*TASKS AND EXERCISES*:
A - According to the passage on iridium-catalyzed olefin hydrogenation, in how many steps are the Ir-MaxPHOX catalysts prepared?
B - Write the next part of the passage on iridium-catalyzed olefin hydrogenation, beginning right after its final line.
PASSAGE FOR REVIEW: Begin
The bottleneck in finding the best catalysts is the identification of the right ligands with a broad substrate scope.¹¹ To overcome the substrate scope limitation in the asymmetric hydrogenation of nonchelating olefins, we recently reported on the first P,N-ligand library that could reduce different types of nonchelating olefins.^7b From a common backbone, the selection of the phosphite or phosphinite group led to ligands that were suitable for 56 examples of di-, tri-, and tetrasubstituted olefins. However, only 11 examples of tetrasubstituted olefins could be reduced, mainly indene derivatives and some acyclic olefins, to the detriment of tetrasubstituted acyclic alkenes with relevant poorly coordinative groups. Even for trisubstituted olefins, only one example of Z-olefin was successfully reduced and none of purely alkyl-substituted. Later on, we reported the successful application of a family of P-stereogenic aminophosphine-oxazoline (MaxPHOX) ligands in the Ir-catalyzed hydrogenation of the aforementioned unfunctionalized tetrasubstituted olefins and also in the reduction of several tetrasubstituted substrates with poorly coordinative groups, such as acyclic-tetrasubstituted vinyl fluorides with ester functionalities.^8c

To advance the search for a ligand library capable of hydrogenating a larger range of substituted nonchelating olefins, here we report an extension of the scope of olefins that Ir-MaxPHOX-type catalysts can successfully reduce. With the Ir-MaxPHOX 1-4a-c family of catalysts (Figure 1), we have been able to hydrogenate, with high catalytic performance, a wide range of di- and trisubstituted olefins and we have also increased the number of tetrasubstituted olefins containing neighboring poorly coordinative polar groups that could be used successfully. These catalysts have the advantage that they are prepared in four steps from available starting materials¹² and allow us to easily study the effect of varying some ligand properties, such as the bulkiness of the oxazoline and its configuration and the configuration of the stereogenic center at the alkyl backbone chain. Together with mechanistic studies based on density functional theory (DFT) calculations and deuterogenation experiments, we were able to explain the origin of enantioselectivity, identify the preferred pathway, and predict enantioselectivities with good accuracy.

Figure 1.

Family of aminophosphine-oxazoline iridium(I) catalysts (Ir-MaxPHOX) 1-4a-c.
PASSAGE FOR REVIEW: End
DATA SECTION: Begin
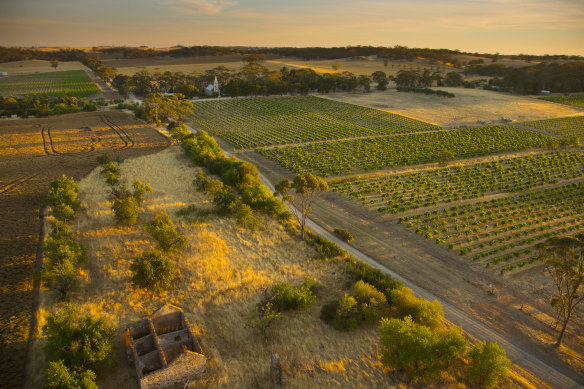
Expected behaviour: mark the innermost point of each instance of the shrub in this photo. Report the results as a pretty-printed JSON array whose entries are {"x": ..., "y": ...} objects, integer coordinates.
[
  {"x": 59, "y": 376},
  {"x": 328, "y": 312},
  {"x": 286, "y": 297},
  {"x": 126, "y": 210},
  {"x": 345, "y": 314},
  {"x": 370, "y": 301},
  {"x": 488, "y": 364},
  {"x": 140, "y": 190},
  {"x": 103, "y": 159},
  {"x": 62, "y": 197},
  {"x": 362, "y": 271},
  {"x": 178, "y": 130},
  {"x": 416, "y": 350},
  {"x": 152, "y": 271},
  {"x": 162, "y": 229},
  {"x": 78, "y": 340},
  {"x": 423, "y": 312},
  {"x": 245, "y": 217},
  {"x": 344, "y": 234}
]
DATA SECTION: End
*ANSWERS FOR THIS EXERCISE*:
A - They are prepared in four steps from available starting materials.

B -
Results and Discussion

Initial Catalytic Screening

As mentioned in the introduction, the hydrogenation of nonchelating olefins depends largely on the substitution pattern of the substrate. The most successful examples have been reported for E-trisubstituted, while 1,1′-disubstituted olefins are usually hydrogenated less enantioselectively and tetrasubstituted olefins are still underdeveloped.⁵ To explore the scope of the Ir-MaxPHOX catalysts (1-4a-c), we initially applied them in the asymmetric hydrogenation of the nonfunctionalized disubstituted olefin S1 and the widely used benchmark trisubstituted substrate S2 (Table 1). The initial test conditions were the optimal conditions reported in previous studies with other P,N ligands.⁵ Therefore, the reactions were carried out at room temperature using 1 mol % of the catalyst in dichloromethane under 1 bar of H₂ for the disubstituted substrate S1 and 50 bar of H₂ for the trisubstituted olefin S2. The previous results for the model acyclic-tetrasubstituted substrate S3 were also included in Table 1 for comparison.^8c

Table 1. Asymmetric Hydrogenation of Substrates S1, S2, and S3(8c) with Ir-Catalysts 1-4a-c^a.

entry	Ir complex	% convb	% eec	% convb	% eec	% convb	% eec
1	1a	100	74 (S)	100	67 (R)	100	75 (R)
2	1b	100	66 (S)	100	75 (R)	100	85 (S)d
3	1c	100	81 (S)	100	77 (R)	85	44 (R)
4	2b	100	15 (S)	100	15 (S)	85	33 (S)
5	3b	100	80 (R)	100	23 (S)	100	44 (R)
6	4a	100	83 (R)	100	82 (S)	100	28 (R)
7	4b	100	88 (R)	100	85 (S)	100	25 (R)
8	4c	100	91 (R)	100	88 (S)	100	31 (R)
9e	4c	100	91 (R)	100	89 (S)
10e	1b					100	98 (S)f

^aReaction conditions: catalyst (1 mol %), CH₂Cl₂, 1 bar of H₂ (S1), 50 bar of H₂ (S2), or 75 bar of H₂ (S3), rt, 4 h (S1 and S2) or 24 h (S3).

^bConversions were measured by ¹H NMR spectroscopy after 4 h (S1 and S2) or 24 h (S3).

^cEnantiomeric excess determined by GC.

^dUsing 2 bar of H₂—98% (S) ee.

^eReactions carried out in PC instead of CH₂Cl₂ after 6 h (S1 and S2) and 30 h (S3).

^fUsing 2 bar of H₂.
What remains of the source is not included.